* **What you have to do**: Lines of the material that include the string "patch" should be returned.

* **Input**:
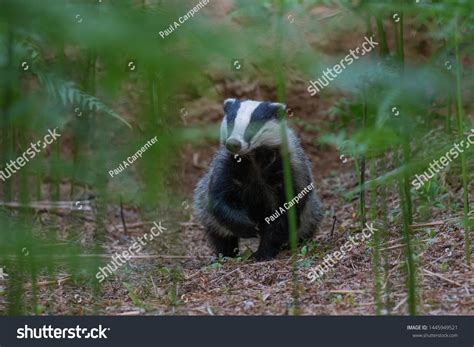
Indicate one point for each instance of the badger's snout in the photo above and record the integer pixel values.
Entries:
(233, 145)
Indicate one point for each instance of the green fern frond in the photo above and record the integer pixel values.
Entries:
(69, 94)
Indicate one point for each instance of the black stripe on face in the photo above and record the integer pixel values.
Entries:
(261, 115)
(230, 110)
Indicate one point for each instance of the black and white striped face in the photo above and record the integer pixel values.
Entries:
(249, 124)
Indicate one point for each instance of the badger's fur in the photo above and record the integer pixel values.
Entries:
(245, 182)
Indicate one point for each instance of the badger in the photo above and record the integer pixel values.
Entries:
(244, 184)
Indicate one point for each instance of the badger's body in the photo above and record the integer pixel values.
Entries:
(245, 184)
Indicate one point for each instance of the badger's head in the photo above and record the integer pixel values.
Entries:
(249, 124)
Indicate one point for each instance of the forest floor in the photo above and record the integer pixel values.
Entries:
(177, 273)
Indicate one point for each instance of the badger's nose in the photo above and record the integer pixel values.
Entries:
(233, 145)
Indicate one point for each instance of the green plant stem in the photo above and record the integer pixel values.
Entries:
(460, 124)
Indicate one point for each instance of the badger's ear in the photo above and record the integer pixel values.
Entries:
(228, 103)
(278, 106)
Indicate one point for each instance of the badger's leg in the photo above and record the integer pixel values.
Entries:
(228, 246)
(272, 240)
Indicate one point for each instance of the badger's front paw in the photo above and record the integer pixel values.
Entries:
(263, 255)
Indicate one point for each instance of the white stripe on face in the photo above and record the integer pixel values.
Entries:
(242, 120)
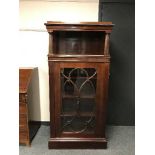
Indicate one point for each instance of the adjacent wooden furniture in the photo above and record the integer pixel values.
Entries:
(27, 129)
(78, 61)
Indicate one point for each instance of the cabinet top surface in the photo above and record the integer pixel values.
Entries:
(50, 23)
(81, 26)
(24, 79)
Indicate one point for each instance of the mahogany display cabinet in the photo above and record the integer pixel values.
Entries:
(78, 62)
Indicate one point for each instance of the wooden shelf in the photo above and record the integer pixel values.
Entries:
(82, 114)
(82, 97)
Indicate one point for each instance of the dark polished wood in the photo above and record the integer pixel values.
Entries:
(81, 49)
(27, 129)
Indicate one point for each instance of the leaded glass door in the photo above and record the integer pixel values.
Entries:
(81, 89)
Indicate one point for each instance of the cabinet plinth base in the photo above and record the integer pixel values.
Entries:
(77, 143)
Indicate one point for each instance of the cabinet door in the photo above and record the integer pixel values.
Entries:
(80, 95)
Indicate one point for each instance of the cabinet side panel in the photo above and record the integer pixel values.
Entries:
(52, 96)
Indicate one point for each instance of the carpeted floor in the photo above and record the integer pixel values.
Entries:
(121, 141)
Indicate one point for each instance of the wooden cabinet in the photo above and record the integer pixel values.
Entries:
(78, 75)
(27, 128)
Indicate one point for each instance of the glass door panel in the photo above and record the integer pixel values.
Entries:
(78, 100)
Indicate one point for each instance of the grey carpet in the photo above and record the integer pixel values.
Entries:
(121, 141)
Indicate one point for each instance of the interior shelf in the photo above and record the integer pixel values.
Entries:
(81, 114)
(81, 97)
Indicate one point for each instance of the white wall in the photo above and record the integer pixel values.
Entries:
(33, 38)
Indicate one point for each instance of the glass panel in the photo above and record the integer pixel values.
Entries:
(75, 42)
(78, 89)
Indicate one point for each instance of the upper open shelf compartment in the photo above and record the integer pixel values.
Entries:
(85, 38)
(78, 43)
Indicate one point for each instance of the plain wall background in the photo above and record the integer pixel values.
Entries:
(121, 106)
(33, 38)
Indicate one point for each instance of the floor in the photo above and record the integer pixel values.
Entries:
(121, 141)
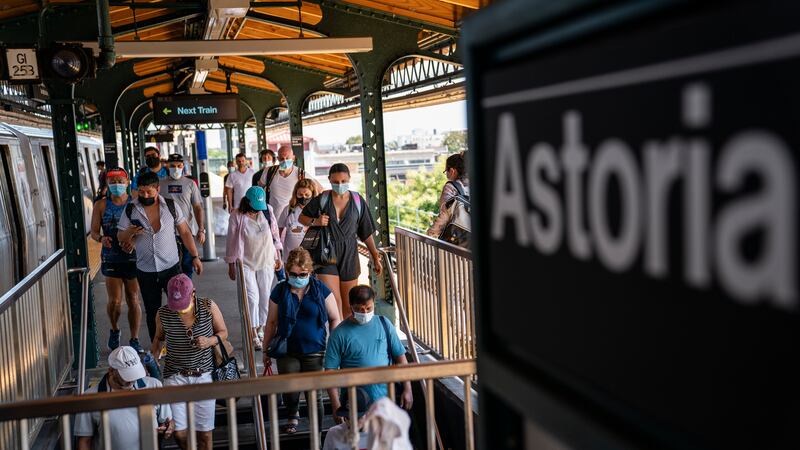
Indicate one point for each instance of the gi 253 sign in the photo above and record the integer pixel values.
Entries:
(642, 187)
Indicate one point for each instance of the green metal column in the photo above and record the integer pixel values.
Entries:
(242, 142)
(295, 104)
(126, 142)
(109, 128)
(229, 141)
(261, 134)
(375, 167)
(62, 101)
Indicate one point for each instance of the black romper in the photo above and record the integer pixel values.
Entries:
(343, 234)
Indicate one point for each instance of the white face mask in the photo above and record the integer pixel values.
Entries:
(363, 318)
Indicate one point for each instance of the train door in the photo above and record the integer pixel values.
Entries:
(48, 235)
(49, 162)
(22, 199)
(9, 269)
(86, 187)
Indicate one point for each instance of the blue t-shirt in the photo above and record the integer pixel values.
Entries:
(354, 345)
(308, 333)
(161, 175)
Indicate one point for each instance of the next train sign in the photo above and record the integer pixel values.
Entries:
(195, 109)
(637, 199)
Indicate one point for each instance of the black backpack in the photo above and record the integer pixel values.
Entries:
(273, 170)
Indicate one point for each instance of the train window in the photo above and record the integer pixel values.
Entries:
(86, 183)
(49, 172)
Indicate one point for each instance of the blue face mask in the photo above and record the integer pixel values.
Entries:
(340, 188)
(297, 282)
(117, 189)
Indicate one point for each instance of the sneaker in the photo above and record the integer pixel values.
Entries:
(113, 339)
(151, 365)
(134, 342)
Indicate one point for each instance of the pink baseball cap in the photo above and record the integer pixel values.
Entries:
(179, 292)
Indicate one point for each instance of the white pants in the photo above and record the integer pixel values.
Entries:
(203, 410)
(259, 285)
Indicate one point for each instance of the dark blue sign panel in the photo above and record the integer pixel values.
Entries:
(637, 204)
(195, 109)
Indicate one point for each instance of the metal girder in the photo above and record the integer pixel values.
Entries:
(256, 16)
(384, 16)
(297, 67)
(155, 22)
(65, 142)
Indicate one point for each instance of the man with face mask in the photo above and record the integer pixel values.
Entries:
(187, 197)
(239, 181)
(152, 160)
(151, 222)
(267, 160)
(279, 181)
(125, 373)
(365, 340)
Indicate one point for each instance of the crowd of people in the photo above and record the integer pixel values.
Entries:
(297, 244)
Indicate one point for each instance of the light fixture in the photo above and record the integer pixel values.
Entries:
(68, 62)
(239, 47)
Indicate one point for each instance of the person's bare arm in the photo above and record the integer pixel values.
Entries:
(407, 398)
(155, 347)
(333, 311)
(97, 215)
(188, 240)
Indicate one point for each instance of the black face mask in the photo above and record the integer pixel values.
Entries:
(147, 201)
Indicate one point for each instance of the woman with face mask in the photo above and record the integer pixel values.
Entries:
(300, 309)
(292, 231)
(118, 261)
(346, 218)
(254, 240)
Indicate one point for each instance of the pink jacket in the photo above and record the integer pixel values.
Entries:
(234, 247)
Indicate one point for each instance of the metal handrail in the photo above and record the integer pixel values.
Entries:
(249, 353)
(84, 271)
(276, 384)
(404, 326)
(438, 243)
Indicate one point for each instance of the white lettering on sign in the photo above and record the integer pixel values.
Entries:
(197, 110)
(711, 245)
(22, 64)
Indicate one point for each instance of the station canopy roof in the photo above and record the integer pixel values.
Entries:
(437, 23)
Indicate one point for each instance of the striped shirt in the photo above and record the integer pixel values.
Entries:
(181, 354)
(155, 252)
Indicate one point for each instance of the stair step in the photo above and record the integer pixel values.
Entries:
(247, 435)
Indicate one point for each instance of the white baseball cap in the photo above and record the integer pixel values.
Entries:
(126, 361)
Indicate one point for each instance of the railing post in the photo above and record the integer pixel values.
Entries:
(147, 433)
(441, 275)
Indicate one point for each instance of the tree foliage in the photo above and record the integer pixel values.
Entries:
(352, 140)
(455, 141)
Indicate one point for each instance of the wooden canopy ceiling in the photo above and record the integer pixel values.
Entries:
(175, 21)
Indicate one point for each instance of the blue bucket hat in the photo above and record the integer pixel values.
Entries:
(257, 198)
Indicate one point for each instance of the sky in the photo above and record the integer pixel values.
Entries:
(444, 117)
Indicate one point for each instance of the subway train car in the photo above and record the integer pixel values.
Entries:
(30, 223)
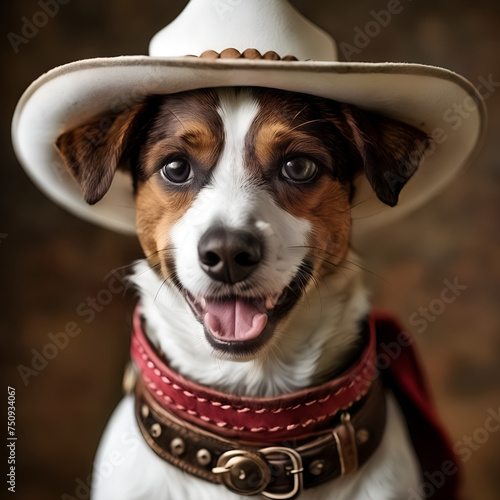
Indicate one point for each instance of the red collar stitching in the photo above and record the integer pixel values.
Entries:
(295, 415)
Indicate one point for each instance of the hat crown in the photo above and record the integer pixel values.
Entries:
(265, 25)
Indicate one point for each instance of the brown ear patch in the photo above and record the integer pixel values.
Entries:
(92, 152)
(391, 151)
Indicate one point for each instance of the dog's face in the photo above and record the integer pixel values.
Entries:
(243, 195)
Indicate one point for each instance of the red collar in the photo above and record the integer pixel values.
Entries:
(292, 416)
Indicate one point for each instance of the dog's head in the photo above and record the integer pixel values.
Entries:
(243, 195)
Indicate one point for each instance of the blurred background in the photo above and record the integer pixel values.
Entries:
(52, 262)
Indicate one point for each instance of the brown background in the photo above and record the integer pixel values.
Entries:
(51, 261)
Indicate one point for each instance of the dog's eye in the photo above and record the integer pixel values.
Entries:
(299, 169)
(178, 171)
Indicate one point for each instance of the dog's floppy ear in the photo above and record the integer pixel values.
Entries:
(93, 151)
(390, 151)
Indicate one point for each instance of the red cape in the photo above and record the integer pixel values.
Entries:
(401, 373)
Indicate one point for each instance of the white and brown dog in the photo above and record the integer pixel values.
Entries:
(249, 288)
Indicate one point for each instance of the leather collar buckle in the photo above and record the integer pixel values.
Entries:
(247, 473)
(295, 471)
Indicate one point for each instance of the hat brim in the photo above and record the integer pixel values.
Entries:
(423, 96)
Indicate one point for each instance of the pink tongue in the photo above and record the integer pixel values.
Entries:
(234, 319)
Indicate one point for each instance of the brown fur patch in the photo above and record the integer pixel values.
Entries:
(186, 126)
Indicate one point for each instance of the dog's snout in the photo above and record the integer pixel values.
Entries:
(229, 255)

---

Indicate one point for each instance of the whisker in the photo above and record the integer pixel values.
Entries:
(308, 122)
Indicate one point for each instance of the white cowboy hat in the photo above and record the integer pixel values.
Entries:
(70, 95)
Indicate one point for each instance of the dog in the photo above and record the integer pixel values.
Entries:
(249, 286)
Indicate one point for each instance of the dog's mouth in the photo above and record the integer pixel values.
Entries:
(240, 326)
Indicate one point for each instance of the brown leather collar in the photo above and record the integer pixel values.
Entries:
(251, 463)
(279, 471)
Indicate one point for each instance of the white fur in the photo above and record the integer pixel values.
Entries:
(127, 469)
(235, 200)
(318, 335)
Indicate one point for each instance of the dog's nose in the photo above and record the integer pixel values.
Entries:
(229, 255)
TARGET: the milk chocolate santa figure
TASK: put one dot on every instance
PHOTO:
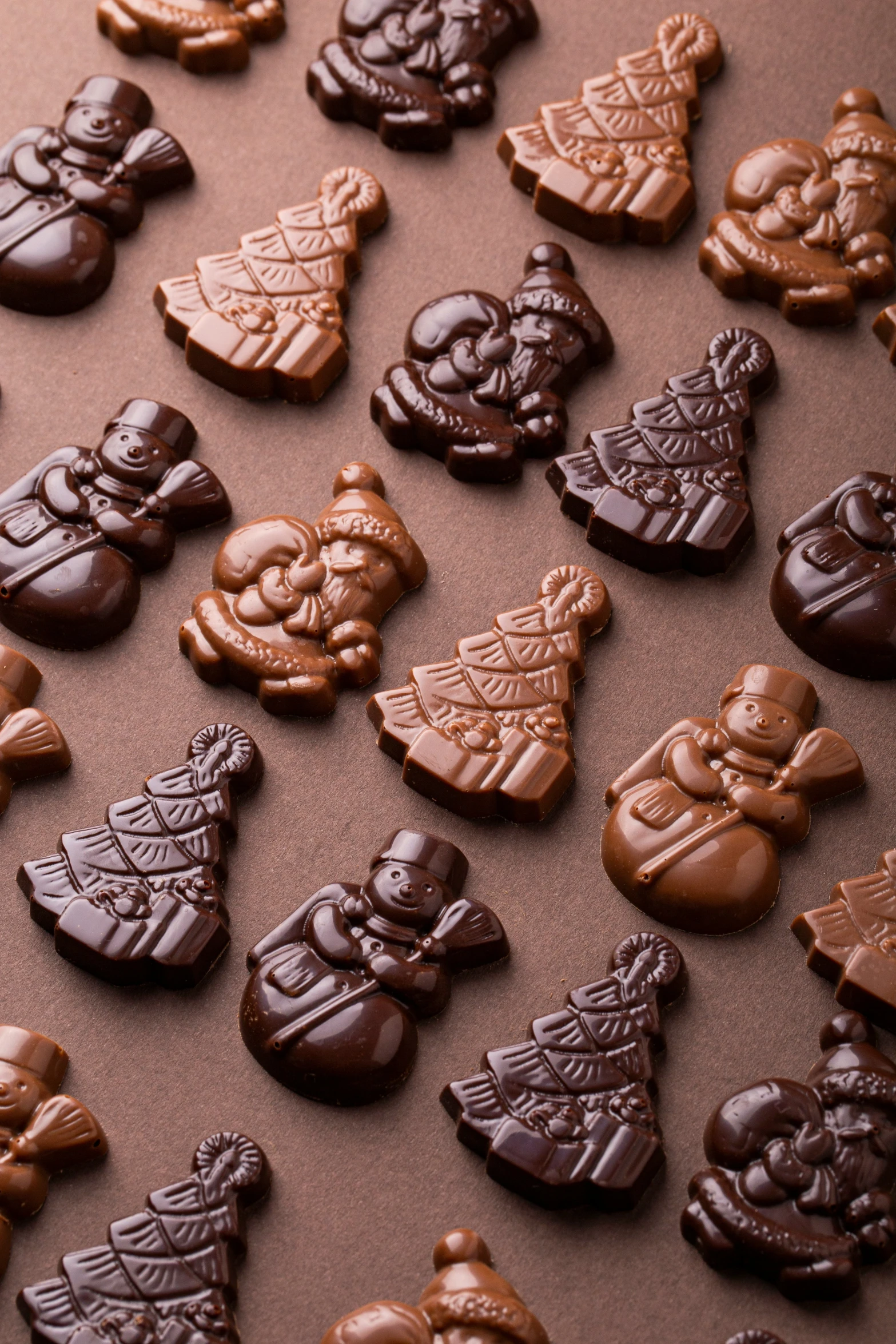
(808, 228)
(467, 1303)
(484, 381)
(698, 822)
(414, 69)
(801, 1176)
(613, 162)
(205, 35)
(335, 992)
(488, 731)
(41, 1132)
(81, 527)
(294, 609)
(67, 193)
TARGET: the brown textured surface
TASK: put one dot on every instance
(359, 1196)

* **Response to this task**:
Indicate one point for each instance of the brown ear patch in the photo above and record the integer pixel values.
Indicate one point for each instance of the brown fur patch in the photo above and record the integer pixel values.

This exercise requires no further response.